**Data provided:**
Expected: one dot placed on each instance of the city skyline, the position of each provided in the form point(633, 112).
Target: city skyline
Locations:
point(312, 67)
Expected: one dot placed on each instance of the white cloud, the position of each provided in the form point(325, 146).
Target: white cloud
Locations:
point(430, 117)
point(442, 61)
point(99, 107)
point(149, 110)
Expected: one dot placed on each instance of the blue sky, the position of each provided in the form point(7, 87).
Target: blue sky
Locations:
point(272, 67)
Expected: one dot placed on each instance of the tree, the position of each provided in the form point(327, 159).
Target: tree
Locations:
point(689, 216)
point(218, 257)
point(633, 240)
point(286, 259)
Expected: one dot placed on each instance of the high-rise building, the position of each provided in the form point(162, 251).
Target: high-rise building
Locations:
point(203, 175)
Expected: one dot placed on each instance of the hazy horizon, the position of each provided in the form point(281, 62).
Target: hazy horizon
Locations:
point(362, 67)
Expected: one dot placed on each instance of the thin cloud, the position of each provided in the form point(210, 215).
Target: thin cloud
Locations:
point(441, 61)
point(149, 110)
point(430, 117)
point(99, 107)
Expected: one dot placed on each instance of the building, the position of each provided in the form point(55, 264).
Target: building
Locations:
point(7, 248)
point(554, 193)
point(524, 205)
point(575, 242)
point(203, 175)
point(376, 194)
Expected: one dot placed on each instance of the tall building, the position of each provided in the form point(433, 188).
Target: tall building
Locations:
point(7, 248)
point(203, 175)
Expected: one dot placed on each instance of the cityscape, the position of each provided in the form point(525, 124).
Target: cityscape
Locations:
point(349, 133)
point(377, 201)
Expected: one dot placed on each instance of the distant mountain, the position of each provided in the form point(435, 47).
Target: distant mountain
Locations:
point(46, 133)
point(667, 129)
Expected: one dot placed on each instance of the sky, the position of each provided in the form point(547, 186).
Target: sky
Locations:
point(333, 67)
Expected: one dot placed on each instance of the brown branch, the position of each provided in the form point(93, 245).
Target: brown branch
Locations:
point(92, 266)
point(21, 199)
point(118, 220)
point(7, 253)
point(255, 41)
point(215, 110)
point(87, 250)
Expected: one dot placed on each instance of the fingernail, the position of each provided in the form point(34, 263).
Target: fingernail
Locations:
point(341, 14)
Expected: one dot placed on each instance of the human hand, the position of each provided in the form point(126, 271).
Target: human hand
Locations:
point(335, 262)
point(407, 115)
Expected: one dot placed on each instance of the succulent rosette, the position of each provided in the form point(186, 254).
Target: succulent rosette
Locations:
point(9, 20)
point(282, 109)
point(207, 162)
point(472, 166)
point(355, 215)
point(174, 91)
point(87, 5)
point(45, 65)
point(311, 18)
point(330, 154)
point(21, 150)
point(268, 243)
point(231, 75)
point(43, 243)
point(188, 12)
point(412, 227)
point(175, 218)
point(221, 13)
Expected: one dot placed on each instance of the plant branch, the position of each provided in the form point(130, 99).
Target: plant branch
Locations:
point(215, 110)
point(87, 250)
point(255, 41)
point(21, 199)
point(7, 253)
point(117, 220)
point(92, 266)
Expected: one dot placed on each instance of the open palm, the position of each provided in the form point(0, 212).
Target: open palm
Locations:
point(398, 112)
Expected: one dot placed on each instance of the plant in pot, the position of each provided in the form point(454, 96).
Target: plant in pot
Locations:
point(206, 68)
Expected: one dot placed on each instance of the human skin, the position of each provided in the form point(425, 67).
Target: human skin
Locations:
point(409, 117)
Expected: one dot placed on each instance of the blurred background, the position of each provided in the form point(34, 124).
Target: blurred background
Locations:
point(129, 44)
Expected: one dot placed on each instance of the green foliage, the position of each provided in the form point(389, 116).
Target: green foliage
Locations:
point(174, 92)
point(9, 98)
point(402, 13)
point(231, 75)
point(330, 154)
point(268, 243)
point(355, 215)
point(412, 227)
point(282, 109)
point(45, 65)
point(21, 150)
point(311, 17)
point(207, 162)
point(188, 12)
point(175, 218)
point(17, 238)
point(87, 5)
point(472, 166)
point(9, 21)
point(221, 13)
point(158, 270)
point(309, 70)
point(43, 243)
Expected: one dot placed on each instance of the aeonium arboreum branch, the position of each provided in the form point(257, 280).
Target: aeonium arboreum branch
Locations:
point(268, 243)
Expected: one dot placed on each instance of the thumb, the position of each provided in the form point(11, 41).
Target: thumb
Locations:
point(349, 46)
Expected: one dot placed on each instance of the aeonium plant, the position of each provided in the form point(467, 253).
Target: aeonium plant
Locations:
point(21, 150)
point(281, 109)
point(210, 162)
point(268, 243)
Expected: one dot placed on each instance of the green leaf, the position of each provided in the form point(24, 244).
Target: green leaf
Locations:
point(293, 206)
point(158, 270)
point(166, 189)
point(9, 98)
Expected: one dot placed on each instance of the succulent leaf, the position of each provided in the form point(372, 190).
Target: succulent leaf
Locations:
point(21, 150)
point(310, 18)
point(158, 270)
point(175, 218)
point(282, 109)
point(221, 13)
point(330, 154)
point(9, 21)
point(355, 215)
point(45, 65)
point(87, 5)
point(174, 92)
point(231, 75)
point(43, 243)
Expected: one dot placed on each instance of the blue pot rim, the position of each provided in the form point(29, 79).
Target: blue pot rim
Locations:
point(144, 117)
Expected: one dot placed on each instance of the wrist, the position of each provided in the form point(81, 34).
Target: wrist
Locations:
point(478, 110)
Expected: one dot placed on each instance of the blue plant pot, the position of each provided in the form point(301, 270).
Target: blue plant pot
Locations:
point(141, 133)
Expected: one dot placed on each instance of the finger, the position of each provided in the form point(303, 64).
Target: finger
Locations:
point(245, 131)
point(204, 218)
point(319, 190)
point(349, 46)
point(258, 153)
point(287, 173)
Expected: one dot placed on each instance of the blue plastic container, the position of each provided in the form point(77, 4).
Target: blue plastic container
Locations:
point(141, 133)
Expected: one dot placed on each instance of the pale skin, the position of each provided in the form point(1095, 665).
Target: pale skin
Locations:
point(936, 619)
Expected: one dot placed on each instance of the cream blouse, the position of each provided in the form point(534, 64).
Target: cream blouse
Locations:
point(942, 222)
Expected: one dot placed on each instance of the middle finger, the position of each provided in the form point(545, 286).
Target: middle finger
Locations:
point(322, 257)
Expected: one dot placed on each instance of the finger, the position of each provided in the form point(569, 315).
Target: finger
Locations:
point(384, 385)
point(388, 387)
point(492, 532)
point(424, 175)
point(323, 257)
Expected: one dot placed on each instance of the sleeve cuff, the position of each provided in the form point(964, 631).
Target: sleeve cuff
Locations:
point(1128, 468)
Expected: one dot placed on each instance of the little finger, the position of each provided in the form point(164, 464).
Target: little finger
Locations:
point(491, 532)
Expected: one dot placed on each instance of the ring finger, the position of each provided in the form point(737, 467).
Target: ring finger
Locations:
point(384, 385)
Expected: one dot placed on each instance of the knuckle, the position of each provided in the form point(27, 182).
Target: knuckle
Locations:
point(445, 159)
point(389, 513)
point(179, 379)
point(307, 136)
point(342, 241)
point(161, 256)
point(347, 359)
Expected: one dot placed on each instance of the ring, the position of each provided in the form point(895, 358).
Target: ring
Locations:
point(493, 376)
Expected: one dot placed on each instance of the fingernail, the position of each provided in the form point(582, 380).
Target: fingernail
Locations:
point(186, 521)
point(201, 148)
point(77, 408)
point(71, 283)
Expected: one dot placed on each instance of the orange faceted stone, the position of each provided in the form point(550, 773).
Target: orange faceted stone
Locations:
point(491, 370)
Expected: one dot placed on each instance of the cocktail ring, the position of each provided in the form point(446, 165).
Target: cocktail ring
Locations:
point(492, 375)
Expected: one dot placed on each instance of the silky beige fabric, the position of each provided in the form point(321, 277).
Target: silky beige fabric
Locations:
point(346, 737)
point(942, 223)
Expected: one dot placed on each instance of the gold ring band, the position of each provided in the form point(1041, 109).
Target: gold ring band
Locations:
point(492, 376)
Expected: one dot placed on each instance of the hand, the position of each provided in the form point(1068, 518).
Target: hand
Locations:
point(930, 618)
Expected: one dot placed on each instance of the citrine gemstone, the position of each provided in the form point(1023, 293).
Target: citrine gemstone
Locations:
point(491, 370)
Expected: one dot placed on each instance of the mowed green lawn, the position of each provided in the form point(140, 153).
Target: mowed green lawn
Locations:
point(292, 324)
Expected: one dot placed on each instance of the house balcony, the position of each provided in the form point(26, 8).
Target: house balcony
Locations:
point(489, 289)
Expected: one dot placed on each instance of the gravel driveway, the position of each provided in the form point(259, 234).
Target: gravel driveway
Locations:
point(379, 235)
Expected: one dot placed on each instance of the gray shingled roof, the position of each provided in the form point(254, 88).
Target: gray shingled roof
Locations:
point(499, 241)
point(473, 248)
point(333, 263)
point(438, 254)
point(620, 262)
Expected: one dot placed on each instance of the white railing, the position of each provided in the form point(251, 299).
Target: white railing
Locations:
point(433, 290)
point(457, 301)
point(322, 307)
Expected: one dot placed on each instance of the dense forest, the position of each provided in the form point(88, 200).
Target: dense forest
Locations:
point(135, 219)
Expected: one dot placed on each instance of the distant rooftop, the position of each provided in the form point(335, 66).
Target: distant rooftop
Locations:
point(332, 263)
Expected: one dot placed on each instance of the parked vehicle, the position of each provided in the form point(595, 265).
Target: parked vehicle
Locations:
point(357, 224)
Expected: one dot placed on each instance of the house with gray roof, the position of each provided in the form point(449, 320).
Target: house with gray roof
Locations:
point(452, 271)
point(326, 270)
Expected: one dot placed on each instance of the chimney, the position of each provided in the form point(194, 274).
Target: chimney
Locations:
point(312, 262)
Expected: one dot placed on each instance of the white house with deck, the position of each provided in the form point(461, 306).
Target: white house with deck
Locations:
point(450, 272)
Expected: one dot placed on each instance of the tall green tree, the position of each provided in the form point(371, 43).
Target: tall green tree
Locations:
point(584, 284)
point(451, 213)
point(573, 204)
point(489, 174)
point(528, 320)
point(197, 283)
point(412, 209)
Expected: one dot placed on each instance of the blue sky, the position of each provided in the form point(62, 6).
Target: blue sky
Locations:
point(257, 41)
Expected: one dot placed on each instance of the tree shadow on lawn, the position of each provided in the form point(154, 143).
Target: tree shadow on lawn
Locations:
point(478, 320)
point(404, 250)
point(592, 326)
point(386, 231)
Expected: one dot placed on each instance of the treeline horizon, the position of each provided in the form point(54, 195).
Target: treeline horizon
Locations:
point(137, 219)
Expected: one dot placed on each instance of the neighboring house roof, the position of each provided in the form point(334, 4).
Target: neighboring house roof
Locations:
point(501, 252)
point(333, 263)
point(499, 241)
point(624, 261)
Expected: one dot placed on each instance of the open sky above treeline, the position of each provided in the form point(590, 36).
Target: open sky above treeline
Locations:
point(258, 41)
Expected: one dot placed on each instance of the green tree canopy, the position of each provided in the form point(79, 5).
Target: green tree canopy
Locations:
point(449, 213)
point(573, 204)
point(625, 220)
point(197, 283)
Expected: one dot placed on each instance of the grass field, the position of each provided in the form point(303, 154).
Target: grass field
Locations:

**What you should do:**
Render a stretch of the records above as a Markdown table with the columns Row and Line, skipping blank lines. Begin at the line that has "form point(62, 6)." and stop after the line that has "point(258, 41)", and include nothing outside that stretch.

**Task answer:**
| Row | Line |
|---|---|
| 1 | Expected: one dot placed on each instance of the blue sky, the position of each provided in the form point(62, 6). |
| 2 | Target: blue sky |
| 3 | Locations: |
| 4 | point(257, 41) |
| 5 | Expected: one dot placed on each instance of the tree shadow on lawn, the position of each provided in the form point(154, 143). |
| 6 | Target: tree shadow on lawn |
| 7 | Locations: |
| 8 | point(478, 320) |
| 9 | point(404, 250) |
| 10 | point(592, 326) |
| 11 | point(386, 231) |
| 12 | Expected: one dot placed on each instance of the treeline horizon, the position of each provided in the form point(54, 195). |
| 13 | Target: treeline horizon |
| 14 | Locations: |
| 15 | point(137, 219) |
| 16 | Expected: one dot placed on each instance of the neighboring house roof, the position of each provided in the form point(334, 4). |
| 17 | Target: neighboring house roof |
| 18 | Locations: |
| 19 | point(501, 252) |
| 20 | point(333, 263) |
| 21 | point(499, 241) |
| 22 | point(624, 261) |
| 23 | Expected: one dot placed on each instance of the open sky above treeline, the position of each provided in the form point(590, 36). |
| 24 | Target: open sky above treeline |
| 25 | Locations: |
| 26 | point(258, 41) |